# Reading passage:
START

H. Dean Steward, Directing Atty., Federal Public Defender, Santa Ana, Cal., for defendant-appellant.

Yvette M. Palazuelos, Asst. U.S. Atty., Los Angeles, Cal., for plaintiff-appellee.

Appeal from the United States District Court for the Central District of California.

Before CANBY, KOZINSKI and FERNANDEZ, Circuit Judges.

FERNANDEZ, Circuit Judge:


Taofig Olabiyi Blaize (Blaize) was indicted for and pled guilty to the use of a false passport. 18 U.S.C. § 1542. At sentencing the district court added two points to his Guideline score upon a finding that Blaize had previously been deported. Blaize appeals. We affirm.

BACKGROUND

There is no serious dispute about the historical facts which define this case. In May of 1991, Blaize was arrested at Los Angeles International Airport when he entered the United States using a false passport. He was indicted for and pled guilty to a violation of 18 U.S.C. § 1542.

In May of 1989, Blaize was ordered deported from the United States. He appealed that order to the Board of Immigration Appeals (BIA) and never expressly withdrew the appeal. However, he did voluntarily leave the United States after the appeal from the deportation order had been filed.

Under U.S.S.G. § 2L2.4(b) (1), a defendant who violates 18 U.S.C. § 1542 has his Guideline score increased by two levels, " [i]f the defendant is an unlawful alien who has been deported (voluntarily or involuntarily) on one or more occasions prior to the instant offense...."

The district court found that the concatenation of the deportation order and the voluntary departure resulted in a deportation. Thus, the court added two points to Blaize's Guideline score and he appealed.

JURISDICTION AND STANDARD OF REVIEW

The district court had jurisdiction pursuant to 18 U.S.C. § 3231. We have jurisdiction pursuant to 18 U.S.C. § 3742.

Factual findings made by the district court are reviewed for clear error. United States v. Wilson, 900 F.2d 1350, 1355 (9th Cir. 1990). "We review the district court's interpretation of the Sentencing Guidelines de novo." United States v. Caterino, 957 F.2d 681, 683 (9th Cir. 1992).

DISCUSSION

This case presents a single straightforward issue: If a person who is under a deportation order from which he has appealed voluntarily leaves the United States, has he been deported? We answer this question "yes" based on statutes, regulations, and case authority.

END

# Stored rows:
START

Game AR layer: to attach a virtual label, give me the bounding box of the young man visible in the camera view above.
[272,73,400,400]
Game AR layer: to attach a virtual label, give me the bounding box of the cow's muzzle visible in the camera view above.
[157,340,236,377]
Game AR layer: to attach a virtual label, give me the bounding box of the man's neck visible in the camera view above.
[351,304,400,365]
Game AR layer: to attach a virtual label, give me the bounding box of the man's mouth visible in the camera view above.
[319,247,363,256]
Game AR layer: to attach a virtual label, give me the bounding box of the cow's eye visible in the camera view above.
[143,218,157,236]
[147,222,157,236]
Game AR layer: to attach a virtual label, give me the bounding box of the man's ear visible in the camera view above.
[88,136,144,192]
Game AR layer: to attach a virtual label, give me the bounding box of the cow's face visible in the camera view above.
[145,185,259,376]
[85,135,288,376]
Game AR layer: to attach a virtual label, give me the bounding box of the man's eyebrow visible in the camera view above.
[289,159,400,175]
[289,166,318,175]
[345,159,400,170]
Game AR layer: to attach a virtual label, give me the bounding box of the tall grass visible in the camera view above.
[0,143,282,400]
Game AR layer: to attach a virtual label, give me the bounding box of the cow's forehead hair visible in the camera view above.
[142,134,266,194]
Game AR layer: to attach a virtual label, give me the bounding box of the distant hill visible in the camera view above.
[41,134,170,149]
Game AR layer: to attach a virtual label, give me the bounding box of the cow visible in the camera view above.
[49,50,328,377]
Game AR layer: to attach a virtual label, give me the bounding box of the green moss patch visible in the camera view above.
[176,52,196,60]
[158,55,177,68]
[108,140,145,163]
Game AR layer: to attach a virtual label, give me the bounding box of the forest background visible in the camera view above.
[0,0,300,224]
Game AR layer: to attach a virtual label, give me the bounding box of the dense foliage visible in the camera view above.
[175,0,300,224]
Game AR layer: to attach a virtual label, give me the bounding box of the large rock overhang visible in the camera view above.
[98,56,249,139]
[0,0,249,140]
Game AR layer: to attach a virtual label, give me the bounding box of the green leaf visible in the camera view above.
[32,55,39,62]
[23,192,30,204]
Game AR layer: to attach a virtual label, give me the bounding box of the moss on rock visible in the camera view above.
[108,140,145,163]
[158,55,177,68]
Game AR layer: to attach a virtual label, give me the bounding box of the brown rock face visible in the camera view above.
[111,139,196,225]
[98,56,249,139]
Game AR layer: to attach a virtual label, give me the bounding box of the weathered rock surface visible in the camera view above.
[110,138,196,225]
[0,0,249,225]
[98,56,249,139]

END

# Task goal:
According to the court opinion, why did the district court add two points to Blaize's Guideline score? Answer in one to three sentences. Rely only on the court opinion, not on the material.

# Answer to this exercise:
Under U.S.S.G. § 2L2.4(b)(1), a defendant who violates 18 U.S.C. § 1542 gets two added levels if he is an unlawful alien who has been deported, voluntarily or involuntarily, before the offense. The district court found that Blaize's 1989 deportation order and his later voluntary departure together amounted to a deportation, so the increase applied.